Selection:
** BEGIN **

View Full Version : Fresh air
Is there a system that will draw fresh air into the HVAC system when humidity levels are low, ie. under 40-45%? I realize it if tied into the return system it would have to have it's own filter. Are there any moderately( ie. wife says I'm a tightwad:D ) priced systems out there? I have thought of a simple damper system but that would take too much monitering on my part as far as temps and humidity levels. What I was thinking is something thats automated and is a stand alone type setup. I know $$ can't be given but what kind of dollar range would I be looking at(email me). Not looking for a quote but a range to shoot for on saving some money up to get it done.
trey r
02-23-2007, 08:45 PM
Energy recovery ventilator ,Lennox makes a great one, I love em.
Shophound
02-23-2007, 08:47 PM
What you want is what we in the commercial HVAC sector call an "economizer" aka "free cooling". It is more or less a damper tied to an actuator that responds to favorable outdoor air conditions of temperature and humidity (known as "enthalpy control"). It is not commonly installed in residential applications due to expense and the partial run times of residential HVAC equipment. But it can be done. It just won't be bargain basement cheap.
But, as another mentioned, ERV's are a viable choice for residential.
It just won't be bargain basement cheap.
But, as another mentioned, ERV's are a viable choice for residential.
Ok that's out. Suggestions in what to look for, brand sizing, etc, in an ERV system. What questions should I ask a contractor when shopping for a system? And is this a good idea for the SE US climate? Meanwhile I'm going to do some reading about ERV's. Thanks.
trey r
02-24-2007, 09:04 AM
The more your willing to spend the better features you will get Enthalpy sensors, Multispeed fans, dehumidification, better filtration, etc.
They can be attached to your existing system if room is available or separate ducts can be run. You will have 4 ducts return, 1 from living space to ERV, 1 from ERV exhausted to outside, 1 fresh air from outside to ERV, and 1 from ERV fresh introduced into the living space.
Though these installs are not terribly difficult, they are not cheap. If you are seriously considering this install pay more get a higher quality system.
Yes they work fine in this area I'm from N.C. just outside of Charlotte, Installed many and they work great.

** END **

Dataset extract:
** BEGIN **

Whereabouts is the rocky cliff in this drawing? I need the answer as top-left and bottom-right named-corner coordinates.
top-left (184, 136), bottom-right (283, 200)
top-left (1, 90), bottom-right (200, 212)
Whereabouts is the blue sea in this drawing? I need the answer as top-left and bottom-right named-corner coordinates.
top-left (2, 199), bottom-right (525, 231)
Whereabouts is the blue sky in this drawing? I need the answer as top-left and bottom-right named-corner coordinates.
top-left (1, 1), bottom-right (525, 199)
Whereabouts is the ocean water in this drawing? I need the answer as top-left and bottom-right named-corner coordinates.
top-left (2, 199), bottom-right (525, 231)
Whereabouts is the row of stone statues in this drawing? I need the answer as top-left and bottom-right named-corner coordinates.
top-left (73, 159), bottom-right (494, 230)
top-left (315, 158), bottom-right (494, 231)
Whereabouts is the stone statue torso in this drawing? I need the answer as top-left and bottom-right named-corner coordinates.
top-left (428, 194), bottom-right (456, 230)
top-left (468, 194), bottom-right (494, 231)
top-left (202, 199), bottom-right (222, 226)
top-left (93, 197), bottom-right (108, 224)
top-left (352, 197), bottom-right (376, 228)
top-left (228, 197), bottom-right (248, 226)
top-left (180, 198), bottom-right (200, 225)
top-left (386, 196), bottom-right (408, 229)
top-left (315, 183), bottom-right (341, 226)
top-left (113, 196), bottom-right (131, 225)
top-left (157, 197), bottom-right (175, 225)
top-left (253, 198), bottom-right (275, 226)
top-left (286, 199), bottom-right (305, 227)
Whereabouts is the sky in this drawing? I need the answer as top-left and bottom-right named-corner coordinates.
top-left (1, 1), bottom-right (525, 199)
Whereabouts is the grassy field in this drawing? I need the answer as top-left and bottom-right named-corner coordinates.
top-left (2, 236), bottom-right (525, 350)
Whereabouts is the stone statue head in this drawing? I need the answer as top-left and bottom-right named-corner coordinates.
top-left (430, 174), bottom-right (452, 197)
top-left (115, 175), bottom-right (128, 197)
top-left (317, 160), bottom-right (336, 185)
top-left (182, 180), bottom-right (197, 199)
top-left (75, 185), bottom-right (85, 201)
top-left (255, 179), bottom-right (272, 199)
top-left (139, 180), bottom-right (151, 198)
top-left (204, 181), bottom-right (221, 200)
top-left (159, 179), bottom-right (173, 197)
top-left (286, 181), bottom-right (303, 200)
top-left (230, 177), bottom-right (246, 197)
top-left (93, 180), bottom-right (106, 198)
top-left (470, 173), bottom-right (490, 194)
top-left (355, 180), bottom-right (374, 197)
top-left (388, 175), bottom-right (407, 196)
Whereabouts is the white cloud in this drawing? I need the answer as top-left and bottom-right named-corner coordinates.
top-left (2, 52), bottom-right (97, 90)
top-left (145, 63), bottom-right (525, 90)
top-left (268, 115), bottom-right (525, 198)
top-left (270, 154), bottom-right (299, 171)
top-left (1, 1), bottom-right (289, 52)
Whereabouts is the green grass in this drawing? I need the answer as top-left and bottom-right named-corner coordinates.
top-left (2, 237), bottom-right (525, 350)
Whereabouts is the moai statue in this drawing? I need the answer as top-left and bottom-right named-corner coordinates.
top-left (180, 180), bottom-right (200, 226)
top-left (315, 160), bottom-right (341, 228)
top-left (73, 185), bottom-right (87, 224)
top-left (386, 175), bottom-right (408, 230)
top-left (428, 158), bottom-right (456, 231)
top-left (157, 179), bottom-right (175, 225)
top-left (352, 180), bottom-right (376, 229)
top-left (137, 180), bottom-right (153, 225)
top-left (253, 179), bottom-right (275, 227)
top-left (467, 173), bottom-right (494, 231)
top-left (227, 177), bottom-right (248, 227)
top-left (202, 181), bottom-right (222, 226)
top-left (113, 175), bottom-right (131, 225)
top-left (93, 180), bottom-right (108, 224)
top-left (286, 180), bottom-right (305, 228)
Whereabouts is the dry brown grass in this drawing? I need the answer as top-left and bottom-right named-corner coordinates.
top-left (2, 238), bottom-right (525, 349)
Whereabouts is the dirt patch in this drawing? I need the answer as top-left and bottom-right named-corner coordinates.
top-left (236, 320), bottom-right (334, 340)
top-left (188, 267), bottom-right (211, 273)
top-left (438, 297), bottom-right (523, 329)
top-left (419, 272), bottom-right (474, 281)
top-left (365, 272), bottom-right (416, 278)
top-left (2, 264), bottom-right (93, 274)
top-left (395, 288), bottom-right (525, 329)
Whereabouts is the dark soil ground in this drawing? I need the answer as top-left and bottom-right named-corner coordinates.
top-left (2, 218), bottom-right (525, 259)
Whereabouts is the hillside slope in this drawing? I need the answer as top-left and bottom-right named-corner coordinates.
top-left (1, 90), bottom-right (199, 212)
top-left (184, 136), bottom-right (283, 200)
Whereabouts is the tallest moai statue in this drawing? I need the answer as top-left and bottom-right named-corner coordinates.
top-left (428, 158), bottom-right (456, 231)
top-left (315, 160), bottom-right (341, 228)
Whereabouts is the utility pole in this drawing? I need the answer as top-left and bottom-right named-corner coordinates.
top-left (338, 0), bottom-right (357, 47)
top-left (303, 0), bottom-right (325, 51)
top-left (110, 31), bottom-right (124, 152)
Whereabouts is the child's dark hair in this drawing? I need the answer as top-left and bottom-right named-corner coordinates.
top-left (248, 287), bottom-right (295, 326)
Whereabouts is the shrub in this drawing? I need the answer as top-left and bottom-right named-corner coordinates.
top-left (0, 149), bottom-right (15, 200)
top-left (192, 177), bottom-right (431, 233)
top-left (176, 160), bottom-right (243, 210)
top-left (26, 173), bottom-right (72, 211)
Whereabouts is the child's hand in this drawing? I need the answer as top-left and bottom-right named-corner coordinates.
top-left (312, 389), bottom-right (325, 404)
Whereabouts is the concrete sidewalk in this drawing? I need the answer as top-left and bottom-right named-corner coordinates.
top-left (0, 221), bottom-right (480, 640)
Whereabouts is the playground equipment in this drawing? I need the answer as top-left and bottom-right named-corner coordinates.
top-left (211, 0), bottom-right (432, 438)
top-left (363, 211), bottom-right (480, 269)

** END **

Work to do: Condense the paragraph in the fresh air thread that begins "What you want is what we in the commercial HVAC sector call" into a short bulleted list that keeps its main facts.

Finished task:
- In commercial HVAC, this setup is called an "economizer," also known as "free cooling."
- It is basically a damper connected to an actuator that responds to favorable outdoor temperature and humidity, which is known as "enthalpy control."
- It is rarely installed in homes because of the expense and the partial run times of residential HVAC equipment.
- It can be done, but it will not be cheap.